LISTED ENTRIES>
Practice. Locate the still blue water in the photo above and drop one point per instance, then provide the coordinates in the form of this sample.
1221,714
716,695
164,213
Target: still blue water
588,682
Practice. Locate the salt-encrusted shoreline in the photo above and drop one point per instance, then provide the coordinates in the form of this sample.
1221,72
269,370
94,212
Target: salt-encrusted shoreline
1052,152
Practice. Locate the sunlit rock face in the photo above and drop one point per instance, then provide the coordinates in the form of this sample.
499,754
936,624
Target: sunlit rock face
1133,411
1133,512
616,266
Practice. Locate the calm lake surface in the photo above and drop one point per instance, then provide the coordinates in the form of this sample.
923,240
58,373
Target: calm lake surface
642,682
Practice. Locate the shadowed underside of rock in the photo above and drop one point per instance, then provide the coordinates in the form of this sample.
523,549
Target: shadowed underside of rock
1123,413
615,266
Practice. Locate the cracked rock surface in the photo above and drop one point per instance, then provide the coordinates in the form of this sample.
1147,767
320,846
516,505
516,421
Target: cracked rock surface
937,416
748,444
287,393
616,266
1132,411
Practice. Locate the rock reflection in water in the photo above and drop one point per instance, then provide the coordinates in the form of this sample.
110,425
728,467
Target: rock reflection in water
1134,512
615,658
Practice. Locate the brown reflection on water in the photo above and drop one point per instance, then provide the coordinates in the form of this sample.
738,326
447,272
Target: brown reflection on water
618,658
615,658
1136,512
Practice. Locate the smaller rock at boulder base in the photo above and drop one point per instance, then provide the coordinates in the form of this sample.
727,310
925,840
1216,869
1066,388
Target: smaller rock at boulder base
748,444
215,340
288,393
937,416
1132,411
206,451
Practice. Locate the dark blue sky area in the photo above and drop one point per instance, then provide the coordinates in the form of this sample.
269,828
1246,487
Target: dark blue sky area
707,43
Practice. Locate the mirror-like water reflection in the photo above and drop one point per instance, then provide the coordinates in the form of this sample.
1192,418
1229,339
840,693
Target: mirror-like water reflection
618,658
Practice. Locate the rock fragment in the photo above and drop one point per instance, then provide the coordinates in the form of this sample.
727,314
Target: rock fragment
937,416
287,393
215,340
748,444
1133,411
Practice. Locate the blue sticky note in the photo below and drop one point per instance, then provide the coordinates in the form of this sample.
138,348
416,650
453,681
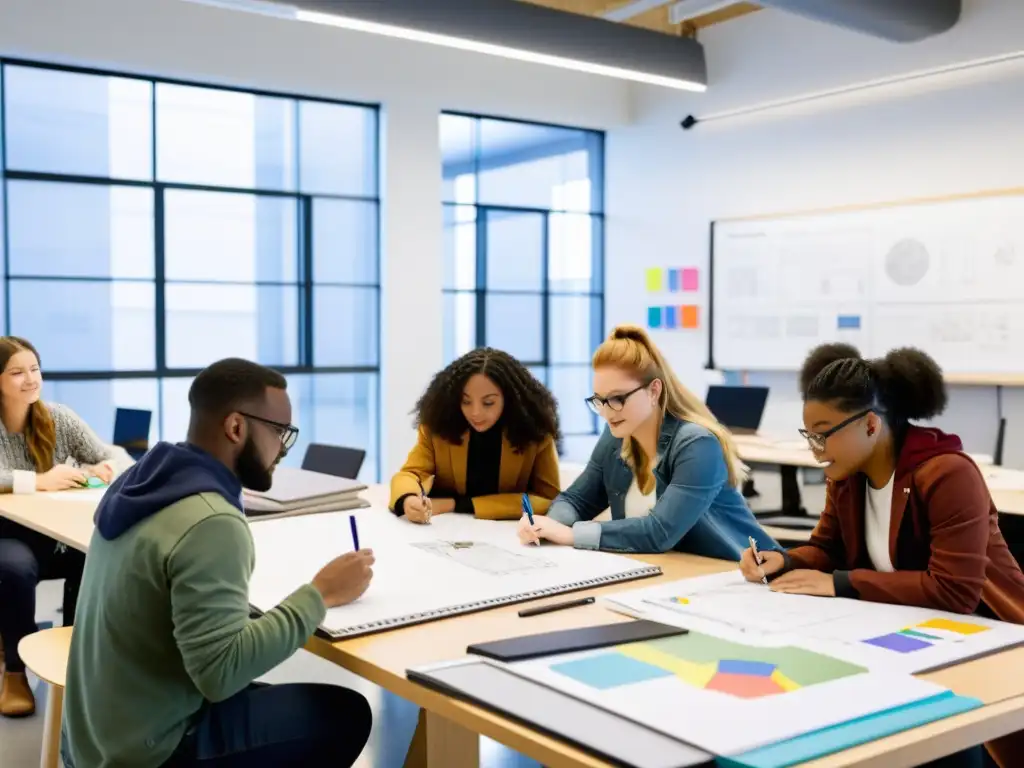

WHAT IS EXPECTED> Starting at the line that contains "Practice. Locate the rock fragment" and running through the end of the material, rewrite those lines with "rock fragment" swapped for "stone chip" and everything else left unchanged. Leave the pictures out.

CORRECT RESPONSE>
Practice. Locate the stone chip in the photo above and drop one point per instance, then provide the coordinates in the form of this sample.
727,314
Target: stone chip
937,416
287,393
215,340
748,444
1133,411
Practice. Locate the blue sticky note in the photo below and drop one point per instance, then provide the coordinates in the form of this sample.
138,348
416,650
453,681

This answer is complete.